Passage below:

Your Demand Creation Campaign Strategy
Audience: This is the population that you are looking to target, or speak to, with your PrEP communications campaign.
This segment of men who have sex with men (MSM) includes those that engage in same-sex sexual practices regardless of whether they self-identify as MSM and/or also have sex with women. Many MSM are married but do not disclose their same-sex sexual practices, generating feelings of fear and guilt. They face criminalization* and experience persistent stigma and abuse from all corners of society; some are even shunned by their own families. Some have a hard time trusting others and may even view associating with their MSM peers as a risk due to the possibility of being outted. Protective of their identity and often afraid for their safety, some turn to a life in hiding, drawing as little attention to themselves as possible to protect themselves from discrimination and life-threatening situations.
MSM live life under the radar—out of fear, shame, or necessity.
* not the case in all sub-Saharan African countries
Problem: The core problem you are trying to address.
PrEP access and information may be hard to come by for MSM, and much of the information and focus around sexual health caters to heterosexual sex, leaving many MSM out of the picture.

End of Passage.
Supplied entries below:

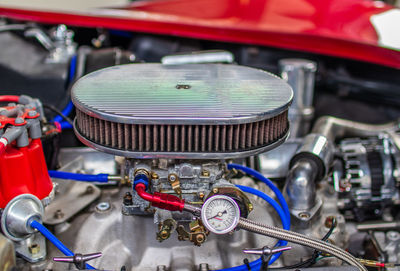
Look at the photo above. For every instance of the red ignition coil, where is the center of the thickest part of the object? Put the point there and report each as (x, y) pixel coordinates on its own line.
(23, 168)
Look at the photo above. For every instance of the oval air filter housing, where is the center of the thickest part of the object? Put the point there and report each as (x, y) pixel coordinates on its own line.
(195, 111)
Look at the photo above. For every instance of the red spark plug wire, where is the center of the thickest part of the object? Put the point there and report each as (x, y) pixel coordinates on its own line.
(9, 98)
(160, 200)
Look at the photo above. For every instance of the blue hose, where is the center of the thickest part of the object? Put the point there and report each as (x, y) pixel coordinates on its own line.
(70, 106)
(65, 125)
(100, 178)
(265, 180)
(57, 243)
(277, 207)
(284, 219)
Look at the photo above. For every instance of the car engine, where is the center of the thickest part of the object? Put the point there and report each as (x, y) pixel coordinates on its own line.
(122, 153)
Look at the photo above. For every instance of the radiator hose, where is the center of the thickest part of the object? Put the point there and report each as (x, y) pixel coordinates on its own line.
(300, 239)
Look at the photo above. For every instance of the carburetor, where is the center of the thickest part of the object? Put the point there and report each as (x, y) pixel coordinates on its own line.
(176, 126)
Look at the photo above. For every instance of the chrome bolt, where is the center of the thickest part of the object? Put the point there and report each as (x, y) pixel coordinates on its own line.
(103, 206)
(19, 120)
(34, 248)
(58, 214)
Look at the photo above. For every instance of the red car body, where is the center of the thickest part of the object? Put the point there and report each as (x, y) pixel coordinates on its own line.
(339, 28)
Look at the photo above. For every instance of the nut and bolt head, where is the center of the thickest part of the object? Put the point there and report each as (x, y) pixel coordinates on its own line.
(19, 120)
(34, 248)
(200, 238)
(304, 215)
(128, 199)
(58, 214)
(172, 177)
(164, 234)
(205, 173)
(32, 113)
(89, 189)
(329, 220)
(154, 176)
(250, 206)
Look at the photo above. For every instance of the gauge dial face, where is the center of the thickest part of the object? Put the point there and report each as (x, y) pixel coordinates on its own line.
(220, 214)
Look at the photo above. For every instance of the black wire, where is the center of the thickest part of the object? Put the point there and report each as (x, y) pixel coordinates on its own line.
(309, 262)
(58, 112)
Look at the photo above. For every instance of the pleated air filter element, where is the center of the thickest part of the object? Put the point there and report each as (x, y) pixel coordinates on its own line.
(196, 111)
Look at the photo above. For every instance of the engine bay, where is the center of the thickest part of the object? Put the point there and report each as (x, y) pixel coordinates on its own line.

End of Supplied entries.
Supplied entries below:

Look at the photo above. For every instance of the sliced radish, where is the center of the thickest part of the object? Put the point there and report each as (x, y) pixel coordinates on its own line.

End of Supplied entries.

__Problems and tasks__
1 - In the campaign strategy text, what do many married MSM not disclose?
2 - Write out everything in the campaign strategy text from "PrEP access and" down to "of the picture.".
Answer from the campaign strategy text only, not from the rows.

__Answers to the tasks__
1 - Their same-sex sexual practices.

2 -
PrEP access and information may be hard to come by for MSM, and much of the information and focus around sexual health caters to heterosexual sex, leaving many MSM out of the picture.